Every entry needs to be reproduced exactly.

Data shown Start Marker

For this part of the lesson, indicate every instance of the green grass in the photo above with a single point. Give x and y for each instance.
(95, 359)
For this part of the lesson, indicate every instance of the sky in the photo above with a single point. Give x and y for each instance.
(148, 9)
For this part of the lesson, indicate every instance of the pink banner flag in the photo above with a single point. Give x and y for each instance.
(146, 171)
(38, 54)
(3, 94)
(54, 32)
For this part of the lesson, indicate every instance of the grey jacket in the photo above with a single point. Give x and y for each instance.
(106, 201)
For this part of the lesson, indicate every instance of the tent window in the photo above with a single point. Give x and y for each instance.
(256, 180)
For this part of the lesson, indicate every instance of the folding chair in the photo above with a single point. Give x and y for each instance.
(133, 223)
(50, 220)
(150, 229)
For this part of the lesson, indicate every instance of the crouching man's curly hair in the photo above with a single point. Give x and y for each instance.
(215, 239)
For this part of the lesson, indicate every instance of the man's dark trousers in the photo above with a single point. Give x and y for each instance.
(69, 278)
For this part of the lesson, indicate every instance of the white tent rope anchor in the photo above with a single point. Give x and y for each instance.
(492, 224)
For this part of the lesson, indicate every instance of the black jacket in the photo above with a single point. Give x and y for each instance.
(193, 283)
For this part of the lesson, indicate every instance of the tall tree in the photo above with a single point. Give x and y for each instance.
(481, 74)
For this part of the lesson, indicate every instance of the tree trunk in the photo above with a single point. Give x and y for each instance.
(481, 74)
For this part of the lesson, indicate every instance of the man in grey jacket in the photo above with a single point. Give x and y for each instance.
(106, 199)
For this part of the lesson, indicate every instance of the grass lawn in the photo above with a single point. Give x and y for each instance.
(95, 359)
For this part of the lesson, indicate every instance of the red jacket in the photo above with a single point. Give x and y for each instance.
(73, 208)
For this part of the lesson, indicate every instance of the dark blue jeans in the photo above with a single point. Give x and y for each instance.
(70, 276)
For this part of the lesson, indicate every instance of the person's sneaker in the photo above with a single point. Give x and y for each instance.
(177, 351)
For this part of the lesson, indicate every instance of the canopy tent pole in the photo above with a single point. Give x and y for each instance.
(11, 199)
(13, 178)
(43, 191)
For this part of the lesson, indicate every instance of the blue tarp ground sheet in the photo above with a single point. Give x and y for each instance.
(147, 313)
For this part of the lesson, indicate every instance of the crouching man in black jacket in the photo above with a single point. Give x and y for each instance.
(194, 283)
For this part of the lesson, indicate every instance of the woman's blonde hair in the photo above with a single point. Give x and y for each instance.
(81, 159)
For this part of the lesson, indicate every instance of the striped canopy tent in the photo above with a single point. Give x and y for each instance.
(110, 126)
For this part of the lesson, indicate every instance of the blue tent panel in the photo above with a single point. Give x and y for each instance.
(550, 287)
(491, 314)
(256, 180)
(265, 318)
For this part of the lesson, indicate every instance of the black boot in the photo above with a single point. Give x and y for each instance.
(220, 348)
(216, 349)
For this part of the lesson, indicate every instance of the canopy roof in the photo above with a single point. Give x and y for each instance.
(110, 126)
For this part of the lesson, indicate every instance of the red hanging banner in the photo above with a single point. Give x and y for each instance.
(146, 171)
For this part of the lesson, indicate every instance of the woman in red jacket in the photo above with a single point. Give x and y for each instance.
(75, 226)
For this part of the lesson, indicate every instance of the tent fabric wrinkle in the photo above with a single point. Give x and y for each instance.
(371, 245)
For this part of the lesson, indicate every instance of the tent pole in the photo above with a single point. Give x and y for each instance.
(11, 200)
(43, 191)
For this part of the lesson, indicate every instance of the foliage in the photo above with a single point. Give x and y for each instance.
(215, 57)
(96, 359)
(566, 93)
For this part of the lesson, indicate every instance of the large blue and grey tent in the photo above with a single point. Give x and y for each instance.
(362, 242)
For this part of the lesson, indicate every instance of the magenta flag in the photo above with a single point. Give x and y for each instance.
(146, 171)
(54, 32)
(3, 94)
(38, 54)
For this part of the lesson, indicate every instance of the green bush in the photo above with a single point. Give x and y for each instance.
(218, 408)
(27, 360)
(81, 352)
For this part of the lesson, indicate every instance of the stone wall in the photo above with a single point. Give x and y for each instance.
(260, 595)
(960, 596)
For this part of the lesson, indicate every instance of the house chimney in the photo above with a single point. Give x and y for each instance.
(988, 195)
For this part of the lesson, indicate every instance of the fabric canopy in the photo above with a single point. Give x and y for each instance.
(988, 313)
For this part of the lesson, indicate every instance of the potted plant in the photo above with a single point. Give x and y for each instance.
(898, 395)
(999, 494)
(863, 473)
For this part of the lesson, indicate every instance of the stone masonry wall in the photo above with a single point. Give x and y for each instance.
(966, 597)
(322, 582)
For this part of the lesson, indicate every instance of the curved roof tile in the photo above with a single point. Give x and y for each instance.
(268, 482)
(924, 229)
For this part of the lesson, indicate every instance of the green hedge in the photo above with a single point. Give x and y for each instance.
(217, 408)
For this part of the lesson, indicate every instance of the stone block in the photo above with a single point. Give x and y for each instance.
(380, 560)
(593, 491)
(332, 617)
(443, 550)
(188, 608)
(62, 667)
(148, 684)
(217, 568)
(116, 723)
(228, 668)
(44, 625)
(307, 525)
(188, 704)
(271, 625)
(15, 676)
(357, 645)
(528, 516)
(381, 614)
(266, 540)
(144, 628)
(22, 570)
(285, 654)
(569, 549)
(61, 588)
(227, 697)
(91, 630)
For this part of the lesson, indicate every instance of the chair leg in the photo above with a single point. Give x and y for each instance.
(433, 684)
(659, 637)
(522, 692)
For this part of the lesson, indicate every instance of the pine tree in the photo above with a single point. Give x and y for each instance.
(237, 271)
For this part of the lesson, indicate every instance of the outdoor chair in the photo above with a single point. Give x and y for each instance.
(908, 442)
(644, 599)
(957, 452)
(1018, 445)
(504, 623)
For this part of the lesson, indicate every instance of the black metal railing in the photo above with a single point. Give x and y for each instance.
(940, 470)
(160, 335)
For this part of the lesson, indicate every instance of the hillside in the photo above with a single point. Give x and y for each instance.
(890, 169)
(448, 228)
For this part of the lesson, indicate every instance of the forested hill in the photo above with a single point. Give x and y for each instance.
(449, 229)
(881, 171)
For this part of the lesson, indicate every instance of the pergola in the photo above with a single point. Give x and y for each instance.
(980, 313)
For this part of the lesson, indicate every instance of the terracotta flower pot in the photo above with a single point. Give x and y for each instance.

Data shown End Marker

__Response area__
For this part of the lesson, indicate every instance of the green grass in the photo above with a single point. Give x and y for each instance.
(95, 359)
For this part of the lesson, indicate every instance of the sky in the photo above with a single point. Give x and y for each instance.
(148, 9)
For this part of the lesson, indicate every instance of the pink banner flag in the photo above with a single point. Give x and y for each instance.
(146, 171)
(38, 54)
(3, 94)
(54, 32)
For this part of the lesson, indicate every instance of the grey jacket in the photo above with a single point. Give x and y for each instance.
(106, 201)
For this part of the lesson, indicate every instance of the tent window in the photo above with a single point. Give x and y for each instance.
(256, 180)
For this part of the lesson, indicate every instance of the folding chair in the photo above with a single point. Give x and y for each instance.
(133, 223)
(50, 220)
(150, 229)
For this part of the lesson, indicate every instance of the crouching man's curly hair in the photo above with a single point. Give x and y for each instance.
(215, 239)
For this part of the lesson, indicate every instance of the man's dark trousers in the photo above with a single point. Give x and y for each instance.
(69, 278)
For this part of the lesson, indicate every instance of the white tent rope anchor in the photo above with a single point. Give x and y for each instance.
(492, 224)
For this part of the lesson, indicate every instance of the black jacket in the photo above with a single point. Give x and y for each instance.
(193, 283)
For this part of the lesson, indicate every instance of the tall tree in the photo above with a single point. Give x and y for each instance.
(481, 74)
For this part of the lesson, indicate every instance of the tree trunk in the photo above with a single point. Give x and y for each instance.
(481, 74)
For this part of the lesson, indicate every instance of the man in grey jacket in the photo above with a single point. Give x and y for each instance.
(106, 199)
For this part of the lesson, indicate every instance of the grass lawn in the photo above with a single point. Give x and y for each instance.
(95, 359)
For this part of the lesson, indicate every instance of the red jacket in the photo above with a single point. Give x and y for each instance.
(73, 208)
For this part of the lesson, indicate every instance of the dark blue jeans in the photo above with a single point. Give x and y for each instance.
(70, 276)
For this part of the lesson, indicate every instance of the person's sneaker in the photo above with a single point. Give x and y for each instance.
(177, 351)
For this part of the lesson, indicate every instance of the canopy tent pole in the photo above with a single point. Give x and y for each instance.
(11, 199)
(13, 178)
(43, 191)
For this part of the lesson, indicate every instance of the blue tarp ground sheet in the photo above with a single point. Give x and y for each instance.
(147, 313)
For this part of the lesson, indicate every instance of the crouching man in black jacket in the photo above with a single point. Give x and y for each instance.
(194, 283)
For this part of the lesson, indicate every instance of the woman's blonde hair in the photo above with a single point. Give x and y for each instance.
(81, 159)
For this part of the lesson, indicate every instance of the striped canopy tent in the photo above with a single point. Give x and y for each instance.
(110, 126)
For this part of the lesson, indicate every instance of the blue tent panel in the photo above with a single point. Give x and y for each instance.
(550, 287)
(491, 314)
(256, 180)
(265, 318)
For this part of the lesson, indicate every instance of the black boot in the photo above with a single point. Give x and y for each instance.
(220, 348)
(216, 349)
For this part of the lesson, indicate every instance of the canopy roof in the photo above with a single point. Give x and y for each instance.
(110, 126)
For this part of the lesson, indicate every instance of the red hanging banner in the photo above with a single point. Give x and y for each instance.
(146, 171)
For this part of the lesson, indicate every instance of the woman in red jacket in the photo above with a single point. Give x and y for each instance.
(75, 226)
For this part of the lesson, indicate every instance of the tent fabric wrinkle in the photo above with a single point. Give x and y for each instance.
(371, 245)
For this part of the lesson, indicate every instance of the tent pole in the photo above with a single point. Give x and y for each instance.
(11, 200)
(43, 191)
For this part of the lesson, indicate every instance of the foliage in the photo above with a single point. Give x and y for each instance.
(215, 57)
(96, 359)
(566, 93)
For this part of the lesson, indicate every instance of the large blue and grey tent in the photo above with a single point. Give x and y for each instance.
(362, 242)
For this part of the lesson, indicate every instance of the magenta flag in the photo above with a single point. Give x and y for each instance.
(146, 171)
(54, 32)
(3, 94)
(38, 54)
For this part of the lesson, indicate every instance of the green bush in the photo above with a single point. Give x and y for each instance.
(218, 408)
(27, 360)
(81, 352)
For this part of the lesson, indicate every instance of the stone wall in the photo above with a single point. Give x and y for each instance.
(260, 595)
(960, 596)
For this part of the lesson, indicate every instance of the house chimney in the photo above with a single point. Give x and y for each instance.
(988, 195)
For this part of the lesson, indicate every instance of the fabric canopy in the photo above with a single point. Give x and y for each instance.
(988, 313)
For this part of the lesson, indicate every instance of the potted plant in the photo above with a single point. Give x and y for each instance.
(898, 395)
(999, 494)
(863, 473)
For this part of the lesson, indicate every instance of the stone masonry wall in the photo above with a single point. Give x and y for each instance.
(966, 597)
(322, 582)
For this part of the lesson, indicate every instance of the curved roof tile in the photo above with a single point. Give x and y for each instance.
(268, 482)
(924, 229)
For this part of the lesson, indicate every instance of the green hedge in the photo above with a single point. Give x and y for each instance.
(217, 408)
For this part of the lesson, indicate every instance of the stone block in the photo above with a single point. Give x and y for each instance.
(380, 560)
(593, 491)
(332, 617)
(443, 550)
(188, 608)
(62, 667)
(148, 684)
(217, 568)
(116, 723)
(228, 668)
(44, 625)
(307, 525)
(188, 704)
(271, 625)
(15, 676)
(357, 645)
(528, 516)
(381, 614)
(266, 540)
(144, 628)
(22, 570)
(285, 654)
(569, 549)
(61, 588)
(227, 697)
(91, 630)
For this part of the lesson, indicate every instance of the chair leg in the photo above with a single point. Give x and y for each instance.
(433, 684)
(659, 637)
(522, 692)
For this part of the lesson, indicate every instance of the pine tree in the photo above with a single point. Give x and y for each instance.
(237, 271)
For this part of the lesson, indicate every instance of the outdoor chair in the photo above with a single point. Give x and y for each instance.
(908, 442)
(644, 599)
(957, 452)
(1018, 445)
(504, 623)
For this part of the lesson, indicate every instance of the black metal railing in the photo above with a single point. Give x and y for each instance.
(940, 470)
(160, 335)
For this part of the lesson, indicate every instance of the hillside in the photo above with a single point. Give x and y for each instance.
(890, 169)
(448, 228)
For this part of the lesson, indicate every instance of the forested hill in the photo above with a single point. Give x and y for each instance.
(449, 229)
(881, 171)
For this part of the lesson, indicate every instance of the pergola in the photo above with a single point. Give x and y for each instance.
(980, 313)
For this part of the lesson, indicate every instance of the terracotta flower pot in the photo above with a single point. Give x and y for each instance.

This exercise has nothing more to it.